### Task a
In the forum thread on New York timeshare stays, what charge did the poster who stayed at W 57th have to pay at checkout?

### Excerpted text
I haven't stayed at wyndham yet, but have a reservation during memorial day weekend. Will write a review after i stay there.


----------



## zora (Apr 10, 2015)

Summer 2014 I stayed at the Wyndham w/ DD3. Initially we were in a non-renovated studio and then a 1 bdrm renovated unit. It was a night/day experience. The renovated 1 bdrm had a full size fridge and was as described above. The non renovated studio was like an older hotel room. 
Plus I was curious and went to the owners "update" which we normally never do. The big push was to buy at Bonnet Creek (Orlando) and then we would get priority in NYC.  There was no business center but the front desk let me use a computer to get my email. 
We'll probably return to NYC next spring and will either stay at hgvc or MC.


----------



## Deb from NC (Apr 10, 2015)

We just flew home today from a week in a renovated studio at the Wyndham.  We usually never stay in anything smaller than a one bedroom, so I was a little worried about just booking the studio, but I wanted to save on points... We were VERY pleased with the unit.  They really make the most of the space available.  We had a king bed (2 night stands) next to a wall of windows facing the Chryler Building.  There's a desk and chair with a small table for 2 that rolls out from under the desk for meals.  There's a couch on the same wall as the bed that faces the tv.  The kitchenette had a microwave/ conventional oven combo, large fridge, small dishwasher and a cooktop.  We really never felt cramped all week.  And of course everything is new and modern.  (The lamps on the nightstands each had 2 plugs on their bases where you can charge phones, iPads, etc. Very handy.) And the location is fabulous...we walked to Broadway, Radio City Music Hall, Rockefeller Center, etc., and everywhere else we wanted to go was a short subway ride away
Since we own Wyndham points, we'll definitely plan on coming back when we next visit NYC !


----------



## Denise L (Apr 12, 2015)

I stayed in a studio at W 57th last October.  Loved it, but I hadn't been back to NYC in 17 years so I could have stayed anywhere, really .  That said, I was super happy with the location and the studio was very comfortable and clean and there was a coffee maker and a fridge in the room.  Oh, and I loved the shower .  It was perfect for me!  I would consider buying there, but I first have to stay at the other properties .  I could be biased because it was my first trip away from the kids in 16 years and I was floating on a cloud .  I had a W 57th owner book it for me and I had to pay an additional $85 cleaning fee upon checkout.

I'll be at MC next month (!!) and then hopefully at HC in December :whoopie:, and then I will be able to compare all three.  I've heard rave reviews for HC, so was looking at resales there, sort of, but again, will wait and see how the rest of my visits go this year. Renting for my trips may be a lot easier than buying anything, and hotels are plentiful if I need a room at the last minute.


----------

### Task b
Count the lines in the entries below that contain the word "surface", and give only that number.

### Provided entries
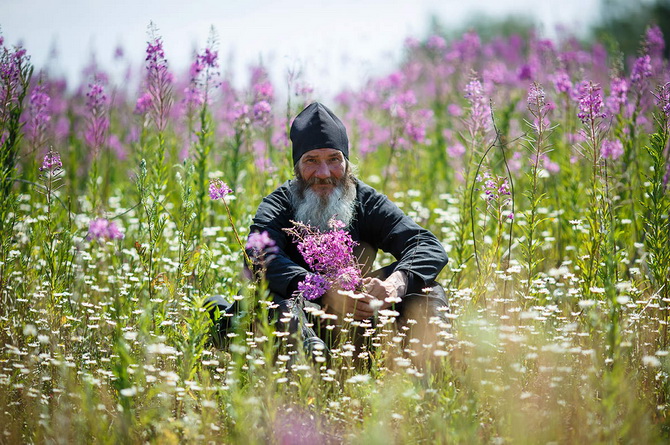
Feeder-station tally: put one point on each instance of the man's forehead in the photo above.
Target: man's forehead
(323, 152)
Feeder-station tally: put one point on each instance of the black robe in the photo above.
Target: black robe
(377, 221)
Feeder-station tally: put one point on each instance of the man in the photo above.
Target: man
(325, 187)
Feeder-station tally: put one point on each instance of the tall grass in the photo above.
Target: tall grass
(558, 280)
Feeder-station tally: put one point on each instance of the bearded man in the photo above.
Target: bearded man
(325, 187)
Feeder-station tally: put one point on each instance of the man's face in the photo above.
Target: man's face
(322, 170)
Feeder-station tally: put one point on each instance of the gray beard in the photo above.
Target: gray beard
(312, 209)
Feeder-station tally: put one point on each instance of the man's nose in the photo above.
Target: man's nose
(322, 171)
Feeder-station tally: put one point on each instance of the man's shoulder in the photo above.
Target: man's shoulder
(278, 200)
(283, 191)
(366, 192)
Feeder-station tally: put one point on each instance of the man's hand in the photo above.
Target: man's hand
(389, 291)
(342, 303)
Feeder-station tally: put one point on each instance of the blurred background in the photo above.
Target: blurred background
(335, 44)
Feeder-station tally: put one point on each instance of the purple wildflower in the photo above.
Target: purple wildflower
(618, 94)
(313, 286)
(143, 104)
(611, 149)
(158, 80)
(590, 103)
(51, 162)
(38, 110)
(562, 82)
(538, 107)
(474, 93)
(329, 255)
(98, 122)
(102, 228)
(218, 189)
(641, 69)
(663, 99)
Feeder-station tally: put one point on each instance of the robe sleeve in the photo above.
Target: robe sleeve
(418, 251)
(283, 273)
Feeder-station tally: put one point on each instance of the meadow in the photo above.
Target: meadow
(541, 165)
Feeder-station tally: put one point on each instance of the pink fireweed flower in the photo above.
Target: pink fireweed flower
(663, 99)
(590, 103)
(98, 122)
(618, 95)
(101, 229)
(641, 69)
(456, 150)
(562, 82)
(474, 93)
(218, 189)
(611, 149)
(51, 162)
(39, 116)
(329, 255)
(158, 80)
(143, 104)
(313, 286)
(539, 107)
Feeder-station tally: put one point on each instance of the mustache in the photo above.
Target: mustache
(321, 181)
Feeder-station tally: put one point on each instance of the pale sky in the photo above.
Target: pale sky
(337, 43)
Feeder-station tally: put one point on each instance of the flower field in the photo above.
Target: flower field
(542, 166)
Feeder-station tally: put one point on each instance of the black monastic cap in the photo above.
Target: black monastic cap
(318, 127)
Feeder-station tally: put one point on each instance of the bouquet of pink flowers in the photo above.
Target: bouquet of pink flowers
(330, 257)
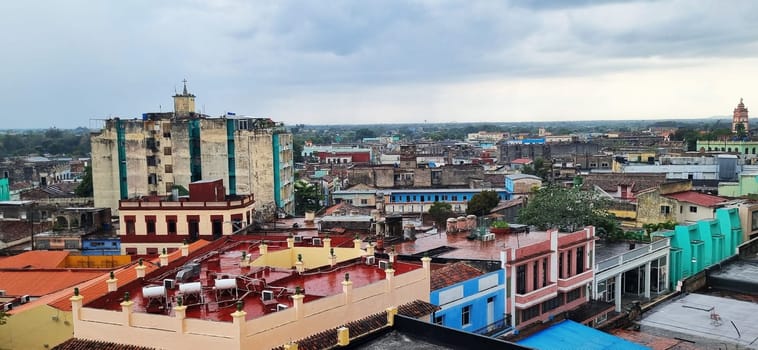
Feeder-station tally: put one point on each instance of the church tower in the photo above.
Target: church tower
(184, 103)
(740, 116)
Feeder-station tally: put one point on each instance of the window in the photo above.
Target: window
(439, 319)
(521, 279)
(551, 304)
(130, 230)
(530, 313)
(171, 224)
(574, 294)
(466, 316)
(150, 224)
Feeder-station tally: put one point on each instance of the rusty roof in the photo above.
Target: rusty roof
(40, 259)
(83, 344)
(453, 274)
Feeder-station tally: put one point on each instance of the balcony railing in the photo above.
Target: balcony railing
(631, 255)
(498, 326)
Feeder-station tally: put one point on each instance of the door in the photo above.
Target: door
(490, 311)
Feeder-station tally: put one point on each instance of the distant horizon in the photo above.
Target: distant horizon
(364, 62)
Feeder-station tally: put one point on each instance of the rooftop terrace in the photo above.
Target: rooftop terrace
(264, 282)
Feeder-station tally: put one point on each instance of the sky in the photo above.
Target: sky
(72, 63)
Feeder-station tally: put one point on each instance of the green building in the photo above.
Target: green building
(704, 243)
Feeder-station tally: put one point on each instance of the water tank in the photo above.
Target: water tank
(190, 288)
(154, 291)
(226, 283)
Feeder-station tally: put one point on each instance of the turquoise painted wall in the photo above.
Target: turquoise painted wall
(5, 190)
(697, 246)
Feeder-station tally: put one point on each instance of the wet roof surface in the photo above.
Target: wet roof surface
(469, 249)
(211, 302)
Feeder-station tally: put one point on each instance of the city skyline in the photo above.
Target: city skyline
(372, 62)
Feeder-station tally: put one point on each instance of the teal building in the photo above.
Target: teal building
(697, 246)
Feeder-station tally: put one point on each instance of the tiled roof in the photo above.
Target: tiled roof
(521, 161)
(452, 274)
(98, 288)
(37, 283)
(40, 259)
(83, 344)
(698, 198)
(328, 338)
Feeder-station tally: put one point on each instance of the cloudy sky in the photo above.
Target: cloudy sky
(67, 63)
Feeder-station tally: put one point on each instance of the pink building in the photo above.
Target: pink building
(548, 275)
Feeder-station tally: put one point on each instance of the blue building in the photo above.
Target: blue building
(404, 201)
(101, 246)
(469, 299)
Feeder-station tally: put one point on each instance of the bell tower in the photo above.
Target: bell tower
(740, 117)
(184, 103)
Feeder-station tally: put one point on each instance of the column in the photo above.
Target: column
(647, 280)
(180, 313)
(618, 291)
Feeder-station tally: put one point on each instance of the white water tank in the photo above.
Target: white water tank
(226, 283)
(190, 288)
(153, 292)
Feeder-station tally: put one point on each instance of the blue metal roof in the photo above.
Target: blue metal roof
(571, 335)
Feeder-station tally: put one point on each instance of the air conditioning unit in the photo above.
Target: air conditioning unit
(169, 283)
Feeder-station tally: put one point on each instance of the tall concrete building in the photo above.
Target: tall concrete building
(740, 117)
(153, 155)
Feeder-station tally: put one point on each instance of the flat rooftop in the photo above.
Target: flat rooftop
(605, 250)
(210, 302)
(460, 247)
(691, 317)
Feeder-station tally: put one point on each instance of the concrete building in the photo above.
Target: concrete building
(699, 245)
(740, 117)
(633, 270)
(675, 201)
(149, 225)
(153, 155)
(469, 299)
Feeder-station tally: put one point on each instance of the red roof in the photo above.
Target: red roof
(701, 199)
(452, 274)
(40, 259)
(521, 161)
(38, 283)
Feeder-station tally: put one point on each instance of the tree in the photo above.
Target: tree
(3, 317)
(482, 202)
(568, 210)
(440, 211)
(85, 187)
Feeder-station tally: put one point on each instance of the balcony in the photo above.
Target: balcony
(536, 296)
(565, 285)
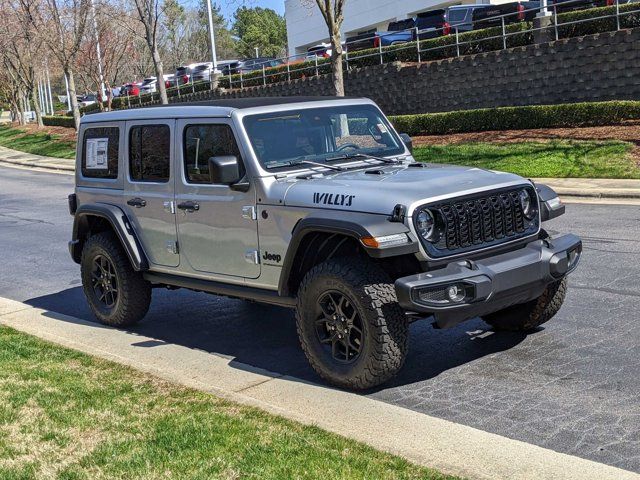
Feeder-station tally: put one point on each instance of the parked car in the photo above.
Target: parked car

### Result a
An additional $85 cleaning fee.

### Result b
2